The title is supposed to read with that deep echoing voice you hear on the cheesy sales commercials, "GLOBAL EMPIRE OF WANTONESS!!!!" Anyway I was inspired by temporarily Spanish friend, Tito, to the following observations.
Our parents, most of them, seem to obsessed with the idea of their kids, all of us, graduating college and going on to high paying jobs. We, for the most part, seem to be quite upset by the notion and don't want to comply.
Our present generational culture reminds me of the elites of the Enlightenment Period. If you're a literary fellow, we remind me of a rising nation of Pierre Bezuhovs. Pierre was a rich bastard son of a dying political God of Tolstoy's Russia in War and Peace. Pierre enters the epic returning from his educational travels that many rich kids were sent on and partook of many times in their lives. These trips were born of education, need for adventure, and curiosity. Pierre came back unsettled by the state of things and wanted to change everything wrong about the society he was in, which consisted of anything he didn't agree with. So he went on some adventures and changed a few obvious things that were related to him. Now imagine an entire country, like the US, full of Pierres. Creepy.
Except our need for adventure and curiosity is constantly being side tracked by entertainment; TV, movies, video games, overpowering culture shifts. So some of our generation are starting to grow old with that unsatisfied need to be righteous and make a difference. Some of us though are taking our chances and going for it. Traveling, studying abroad, grad school, for many christians in college station they get there adventure from marriage (i may have to explain that later, i'm sure some people will be pissed at that one, hehehe). Ultimately though it's only the Pierres, or the rich that get to take those chances. You won't see any ghetto kids traveling the world.

## RECORDED INFORMATION
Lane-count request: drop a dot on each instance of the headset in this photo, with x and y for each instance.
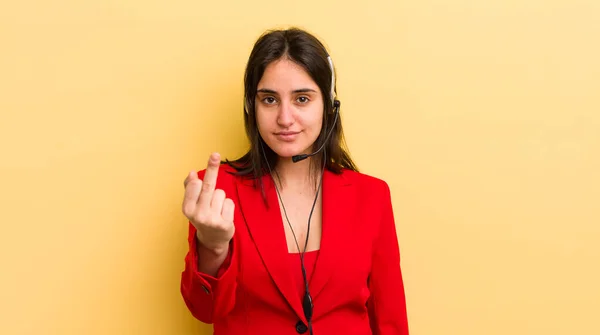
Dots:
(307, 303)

--

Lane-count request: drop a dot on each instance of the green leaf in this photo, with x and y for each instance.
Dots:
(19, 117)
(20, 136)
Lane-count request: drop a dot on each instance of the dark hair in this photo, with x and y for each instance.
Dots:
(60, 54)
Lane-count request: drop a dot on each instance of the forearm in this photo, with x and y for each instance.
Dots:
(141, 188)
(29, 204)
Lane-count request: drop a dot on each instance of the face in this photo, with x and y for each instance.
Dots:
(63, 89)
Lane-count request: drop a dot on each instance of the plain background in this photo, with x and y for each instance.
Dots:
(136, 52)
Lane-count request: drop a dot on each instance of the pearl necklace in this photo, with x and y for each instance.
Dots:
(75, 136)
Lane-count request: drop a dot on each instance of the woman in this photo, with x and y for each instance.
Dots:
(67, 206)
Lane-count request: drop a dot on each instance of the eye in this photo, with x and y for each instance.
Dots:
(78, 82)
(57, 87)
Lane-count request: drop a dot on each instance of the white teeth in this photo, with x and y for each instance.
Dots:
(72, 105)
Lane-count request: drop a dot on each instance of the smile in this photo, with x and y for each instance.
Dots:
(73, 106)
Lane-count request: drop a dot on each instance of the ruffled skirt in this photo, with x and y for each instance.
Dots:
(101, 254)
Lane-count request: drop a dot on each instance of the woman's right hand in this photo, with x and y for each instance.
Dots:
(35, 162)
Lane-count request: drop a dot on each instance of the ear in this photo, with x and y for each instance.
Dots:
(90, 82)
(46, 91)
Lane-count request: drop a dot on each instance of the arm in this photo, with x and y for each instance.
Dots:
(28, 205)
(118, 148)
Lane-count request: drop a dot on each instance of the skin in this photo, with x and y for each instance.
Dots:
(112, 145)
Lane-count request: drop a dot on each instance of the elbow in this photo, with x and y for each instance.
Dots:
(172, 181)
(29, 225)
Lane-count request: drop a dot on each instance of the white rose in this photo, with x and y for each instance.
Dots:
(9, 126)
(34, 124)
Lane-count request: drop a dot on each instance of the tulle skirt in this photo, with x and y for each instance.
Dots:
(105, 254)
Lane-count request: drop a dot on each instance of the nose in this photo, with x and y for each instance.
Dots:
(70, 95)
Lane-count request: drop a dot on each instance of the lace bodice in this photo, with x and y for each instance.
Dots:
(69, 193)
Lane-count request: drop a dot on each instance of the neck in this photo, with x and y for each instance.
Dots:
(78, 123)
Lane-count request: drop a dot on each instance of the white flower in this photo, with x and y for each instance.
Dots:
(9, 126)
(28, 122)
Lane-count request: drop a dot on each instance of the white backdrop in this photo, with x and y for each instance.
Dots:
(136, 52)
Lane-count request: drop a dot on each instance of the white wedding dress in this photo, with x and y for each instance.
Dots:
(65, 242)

## SHORT PROBLEM
Reproduce, word for word, everything in the post above comparing our generation to Pierre Bezuhov from "Except our need" down to "traveling the world.".

## PROBLEM SOLUTION
Except our need for adventure and curiosity is constantly being side tracked by entertainment; TV, movies, video games, overpowering culture shifts. So some of our generation are starting to grow old with that unsatisfied need to be righteous and make a difference. Some of us though are taking our chances and going for it. Traveling, studying abroad, grad school, for many christians in college station they get there adventure from marriage (i may have to explain that later, i'm sure some people will be pissed at that one, hehehe). Ultimately though it's only the Pierres, or the rich that get to take those chances. You won't see any ghetto kids traveling the world.